GIVEN INSTRUCTION A
Retype the part of the article on African economic growth starting with "The African Economic" and going on through "the year before.".

EAST Africa maintained strong economic growth in the continent with Tanzania and Rwanda emerging among the 10 fastest growing economies in the world.

The African Development Bank (AfDB) said in its 2020 African Economic Outlook report unveiled last week that the East African region registered growth at an average of 5 per cent last year.

The African Economic Outlook provides compelling upto-date evidence and analytics to inform and support African decision makers.

The publication has built a strong profile as a tool for economic intelligence, policy dialogue and operational effectiveness.

Other regions that posted strong growth are North Africa as second fastest at 4.1 per cent, while West Africa's growth rose to 3.7 per cent in 2019, up from 3.4 per cent the year before.

Central Africa grew at 3.2 per cent in 2019, up from 2.7 percent in 2018, while Southern Africa's growth slowed considerably over the same period, from 1.2 percent to 0.7 percent, dragged down by the devastating cyclones Idai and Kenneth.

Rwanda posted highest growth rage at 8.7 per cent followed by Ethiopia 7.4 per cent, Côte d'Ivoire 7.4 per cent, Ghana 7.1 per cent, Tanzania 6.8 and Benin 6.7 per cent.

WORKING DATA
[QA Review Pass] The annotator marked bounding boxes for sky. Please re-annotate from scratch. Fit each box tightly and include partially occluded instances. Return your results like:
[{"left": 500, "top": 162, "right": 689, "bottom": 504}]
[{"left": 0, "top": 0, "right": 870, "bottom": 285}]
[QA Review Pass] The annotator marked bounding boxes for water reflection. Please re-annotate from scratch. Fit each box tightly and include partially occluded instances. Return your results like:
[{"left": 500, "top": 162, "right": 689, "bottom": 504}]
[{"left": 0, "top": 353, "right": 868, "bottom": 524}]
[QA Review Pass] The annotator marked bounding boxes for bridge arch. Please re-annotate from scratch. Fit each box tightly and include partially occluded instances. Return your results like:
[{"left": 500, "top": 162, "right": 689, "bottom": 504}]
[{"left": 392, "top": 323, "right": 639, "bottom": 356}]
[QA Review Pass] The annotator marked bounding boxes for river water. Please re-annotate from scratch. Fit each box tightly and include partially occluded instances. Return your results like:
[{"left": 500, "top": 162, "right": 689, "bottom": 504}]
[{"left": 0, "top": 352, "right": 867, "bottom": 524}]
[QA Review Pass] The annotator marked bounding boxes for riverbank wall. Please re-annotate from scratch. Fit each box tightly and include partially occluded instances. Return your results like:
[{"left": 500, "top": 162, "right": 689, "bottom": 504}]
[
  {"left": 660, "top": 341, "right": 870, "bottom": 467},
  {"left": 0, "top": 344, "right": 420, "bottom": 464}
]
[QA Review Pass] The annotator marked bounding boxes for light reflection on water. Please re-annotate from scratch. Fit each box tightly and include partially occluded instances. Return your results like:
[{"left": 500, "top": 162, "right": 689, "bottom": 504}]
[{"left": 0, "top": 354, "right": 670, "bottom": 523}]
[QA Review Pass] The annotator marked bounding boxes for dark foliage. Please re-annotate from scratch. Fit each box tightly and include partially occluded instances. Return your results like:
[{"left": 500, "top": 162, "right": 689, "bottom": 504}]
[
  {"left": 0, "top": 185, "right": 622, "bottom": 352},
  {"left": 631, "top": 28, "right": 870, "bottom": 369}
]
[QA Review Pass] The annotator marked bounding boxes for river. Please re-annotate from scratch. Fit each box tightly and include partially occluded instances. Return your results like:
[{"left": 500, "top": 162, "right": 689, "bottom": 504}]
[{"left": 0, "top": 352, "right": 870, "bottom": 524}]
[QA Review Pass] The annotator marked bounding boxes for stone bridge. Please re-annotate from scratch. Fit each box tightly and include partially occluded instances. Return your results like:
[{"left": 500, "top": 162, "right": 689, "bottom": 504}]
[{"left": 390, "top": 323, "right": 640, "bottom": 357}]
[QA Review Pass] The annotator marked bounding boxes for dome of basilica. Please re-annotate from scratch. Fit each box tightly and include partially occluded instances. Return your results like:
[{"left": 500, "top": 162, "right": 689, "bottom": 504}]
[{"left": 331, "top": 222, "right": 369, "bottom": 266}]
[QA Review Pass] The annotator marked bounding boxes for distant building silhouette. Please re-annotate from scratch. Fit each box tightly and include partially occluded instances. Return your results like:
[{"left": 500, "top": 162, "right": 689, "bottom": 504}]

GIVEN INSTRUCTION B
Gather every line of the records that contains the string "bridge", and copy each one.

CORRECT OUTPUT A
The African Economic Outlook provides compelling upto-date evidence and analytics to inform and support African decision makers.

The publication has built a strong profile as a tool for economic intelligence, policy dialogue and operational effectiveness.

Other regions that posted strong growth are North Africa as second fastest at 4.1 per cent, while West Africa's growth rose to 3.7 per cent in 2019, up from 3.4 per cent the year before.

CORRECT OUTPUT B
[QA Review Pass] The annotator marked bounding boxes for bridge arch. Please re-annotate from scratch. Fit each box tightly and include partially occluded instances. Return your results like:
[QA Review Pass] The annotator marked bounding boxes for stone bridge. Please re-annotate from scratch. Fit each box tightly and include partially occluded instances. Return your results like:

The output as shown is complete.